Work to complete | Pull out every line of the records below that contains the string "distant", matching case exactly.

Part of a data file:
::::

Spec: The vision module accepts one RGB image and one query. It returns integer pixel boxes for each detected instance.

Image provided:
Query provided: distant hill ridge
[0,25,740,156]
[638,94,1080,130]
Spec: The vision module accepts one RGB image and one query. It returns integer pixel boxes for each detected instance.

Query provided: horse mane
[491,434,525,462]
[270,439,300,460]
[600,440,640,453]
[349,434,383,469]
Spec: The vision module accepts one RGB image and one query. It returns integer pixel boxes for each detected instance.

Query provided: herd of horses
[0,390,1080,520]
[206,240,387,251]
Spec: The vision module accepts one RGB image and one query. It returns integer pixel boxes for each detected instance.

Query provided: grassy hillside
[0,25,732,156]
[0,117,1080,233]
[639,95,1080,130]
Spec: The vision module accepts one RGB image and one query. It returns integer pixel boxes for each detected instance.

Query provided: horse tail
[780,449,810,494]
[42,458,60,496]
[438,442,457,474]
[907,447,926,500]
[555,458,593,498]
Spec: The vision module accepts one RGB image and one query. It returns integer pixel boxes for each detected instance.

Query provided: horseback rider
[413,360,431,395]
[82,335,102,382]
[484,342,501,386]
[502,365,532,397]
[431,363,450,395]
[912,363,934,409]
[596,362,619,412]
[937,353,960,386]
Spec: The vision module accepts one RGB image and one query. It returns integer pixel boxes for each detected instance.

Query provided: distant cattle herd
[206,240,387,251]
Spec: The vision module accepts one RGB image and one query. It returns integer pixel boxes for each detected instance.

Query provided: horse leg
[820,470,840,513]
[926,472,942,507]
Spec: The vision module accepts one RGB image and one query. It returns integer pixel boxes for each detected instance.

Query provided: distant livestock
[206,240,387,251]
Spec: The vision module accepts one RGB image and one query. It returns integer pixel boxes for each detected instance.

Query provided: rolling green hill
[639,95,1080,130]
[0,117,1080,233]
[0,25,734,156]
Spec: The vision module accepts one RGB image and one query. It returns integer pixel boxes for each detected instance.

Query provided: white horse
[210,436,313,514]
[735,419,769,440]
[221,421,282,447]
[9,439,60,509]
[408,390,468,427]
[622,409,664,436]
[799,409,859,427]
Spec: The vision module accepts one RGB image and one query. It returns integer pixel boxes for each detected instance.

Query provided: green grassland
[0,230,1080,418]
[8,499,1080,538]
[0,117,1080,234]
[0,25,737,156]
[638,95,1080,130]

::::

The completed task |
Query provided: distant hill ridge
Query provided: distant cattle herd
Query provided: distant livestock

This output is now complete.